* _WORK REQUEST_:
Please carry on the commentary on the Philippines' third-quarter 2013 GDP figures, starting right after its last sentence.
:: EXTRACT TO READ ::
The government recently came out with the third quarter numbers on the Gross Domestic Product (GDP)—7.0 percent for the third quarter of 2013—which is lower than the 7.6-percent growth attained during the second quarter. It is also lower than the growth of 7.3 percent attained for the same period in 2012.
As expected, analyses from government and private sector sources differ. Government staunchly maintained the line that our GDP remains “one of the brightest spots in the region.” Two leading officials dismissed the impact of Yolanda and the Bohol earthquake as “minimal” since “affected provinces don’t contribute much to the GDP.” On the other hand, private sector analysts noted that “the Philippine economy grew at its slowest pace in more than a year.” The economist of one of the largest banks predicted the slow momentum of growth will last till the fourth quarter until the first half of 2014.
Predictably, the agriculture, hunting, forestry and fishery sector remained the laggard with growth at a low of 0.3 percent, while the industry sector had the highest rate of growth at 8.2 percent, followed by the service sector with growth at 7.5 percent.
Even before the Zamboanga political crisis, the Bohol earthquake and Yolanda’s devastating storm surges, Social Watch has consistently pointed out that the GDP does not really give a full picture of development in a country like the Philippines.
:::
:: SUPPLIED RECORDS ::
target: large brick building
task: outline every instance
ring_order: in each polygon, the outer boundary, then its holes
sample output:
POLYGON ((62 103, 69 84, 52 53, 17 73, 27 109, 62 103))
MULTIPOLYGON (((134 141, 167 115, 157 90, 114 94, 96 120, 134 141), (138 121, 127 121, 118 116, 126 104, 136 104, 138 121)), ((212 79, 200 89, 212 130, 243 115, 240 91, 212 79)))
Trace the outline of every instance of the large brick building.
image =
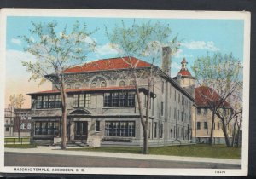
MULTIPOLYGON (((143 145, 132 72, 124 60, 128 58, 98 60, 66 71, 68 141, 97 139, 102 146, 143 145)), ((170 55, 163 55, 163 61, 169 61, 170 55)), ((134 57, 131 62, 137 63, 139 91, 145 104, 148 90, 144 72, 151 65, 134 57)), ((154 66, 154 72, 149 146, 172 145, 177 141, 191 142, 193 95, 170 77, 170 66, 165 70, 154 66)), ((53 143, 61 132, 60 92, 53 85, 50 90, 28 95, 32 98, 33 141, 53 143)))

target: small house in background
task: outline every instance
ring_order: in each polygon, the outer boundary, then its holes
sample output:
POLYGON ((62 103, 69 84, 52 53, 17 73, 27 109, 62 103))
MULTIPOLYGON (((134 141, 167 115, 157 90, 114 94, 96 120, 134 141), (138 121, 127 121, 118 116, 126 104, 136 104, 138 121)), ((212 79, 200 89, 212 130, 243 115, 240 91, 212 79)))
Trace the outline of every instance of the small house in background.
MULTIPOLYGON (((162 68, 154 66, 150 94, 148 144, 190 143, 194 98, 170 77, 171 49, 163 49, 162 68), (168 66, 166 66, 166 64, 168 66)), ((135 57, 143 107, 151 64, 135 57)), ((143 146, 143 134, 133 72, 128 57, 103 59, 66 71, 67 139, 101 146, 143 146), (100 142, 93 142, 99 141, 100 142)), ((54 84, 47 91, 30 93, 32 141, 52 144, 61 134, 61 99, 54 84)), ((145 115, 145 108, 143 108, 145 115)))

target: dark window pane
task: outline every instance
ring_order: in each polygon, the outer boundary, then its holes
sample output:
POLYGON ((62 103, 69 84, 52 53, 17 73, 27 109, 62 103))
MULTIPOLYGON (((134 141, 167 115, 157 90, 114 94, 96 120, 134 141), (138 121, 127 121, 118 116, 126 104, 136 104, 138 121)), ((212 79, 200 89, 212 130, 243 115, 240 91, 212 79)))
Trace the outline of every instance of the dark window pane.
POLYGON ((73 107, 79 107, 79 95, 73 95, 73 107))
POLYGON ((126 93, 120 93, 120 107, 125 107, 126 106, 126 93))
POLYGON ((128 92, 128 107, 135 106, 135 93, 128 92))
POLYGON ((119 93, 113 93, 112 94, 112 106, 113 107, 119 107, 119 93))
POLYGON ((104 107, 111 107, 111 94, 104 93, 104 107))
POLYGON ((56 95, 56 98, 55 98, 55 107, 56 108, 61 108, 61 95, 56 95))
POLYGON ((49 96, 49 108, 55 107, 55 95, 49 96))
POLYGON ((43 108, 48 108, 48 95, 43 96, 43 108))
POLYGON ((42 101, 43 101, 43 97, 42 96, 38 96, 37 97, 37 108, 38 109, 42 108, 42 101))

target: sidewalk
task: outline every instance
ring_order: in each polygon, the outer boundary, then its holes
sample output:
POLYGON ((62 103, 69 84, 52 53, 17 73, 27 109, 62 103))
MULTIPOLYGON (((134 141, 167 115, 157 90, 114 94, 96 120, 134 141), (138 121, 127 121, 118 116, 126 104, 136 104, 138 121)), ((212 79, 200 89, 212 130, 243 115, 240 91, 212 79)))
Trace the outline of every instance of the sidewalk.
POLYGON ((236 164, 241 165, 241 159, 226 159, 215 158, 197 158, 197 157, 178 157, 166 155, 143 155, 132 153, 105 153, 105 152, 85 152, 85 151, 67 151, 61 150, 60 147, 41 147, 37 148, 4 148, 4 152, 9 153, 28 153, 40 154, 55 155, 75 155, 75 156, 94 156, 106 158, 135 159, 145 160, 162 160, 162 161, 183 161, 183 162, 201 162, 216 164, 236 164))

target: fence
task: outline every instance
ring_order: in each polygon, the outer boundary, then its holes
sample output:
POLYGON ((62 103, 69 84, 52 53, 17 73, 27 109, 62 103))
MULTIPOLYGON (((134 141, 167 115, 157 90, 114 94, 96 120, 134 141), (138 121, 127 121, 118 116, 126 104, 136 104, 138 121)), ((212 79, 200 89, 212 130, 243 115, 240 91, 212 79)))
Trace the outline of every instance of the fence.
POLYGON ((5 144, 30 144, 30 138, 4 138, 5 144))

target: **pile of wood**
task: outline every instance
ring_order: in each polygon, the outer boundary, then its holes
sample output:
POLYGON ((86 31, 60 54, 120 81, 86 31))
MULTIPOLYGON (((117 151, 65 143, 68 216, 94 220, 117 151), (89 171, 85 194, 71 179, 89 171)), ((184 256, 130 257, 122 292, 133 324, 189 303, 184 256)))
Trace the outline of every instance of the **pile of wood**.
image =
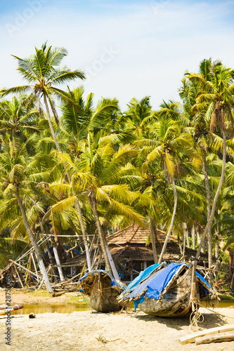
POLYGON ((211 343, 221 343, 223 341, 234 340, 234 324, 226 325, 204 329, 183 336, 178 339, 182 344, 190 344, 195 343, 196 345, 209 344, 211 343))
:::
* _RESPONSE TO THIS EXERCISE_:
In the first place, it is an aggregate number. For example, the lagging sector is agriculture where most of the poor happen to be, and where large numbers of unemployed are located. For the poor and unemployed in agriculture with its pitiful growth of .3 percent, the GDP growth is not only meaningless; it is an indictment on our economy which does not share its impressive growth and wealth with “the wretched of the earth.”
In the second place, the GDP measures aggregate economic growth; it does not measure social development, employment and unemployment, and other important social indicators which reveal whether all social sectors are included and no one is left behind in the march to progress.
Social indicators before Yolanda
Even before Bohol’s massive earthquake and Yolanda’s destructive fury, poverty levels have remained “practically unchanged “since 2006, 2009 and 2012. As of 2012, poverty incidence was estimated by government at 27.9 percent while subsistence poverty was at 13.4 percent. It is clear that the much-touted fantastic GDP growth rate at that time and the successive two trillion peso budgets did not make a significant dent on poverty levels.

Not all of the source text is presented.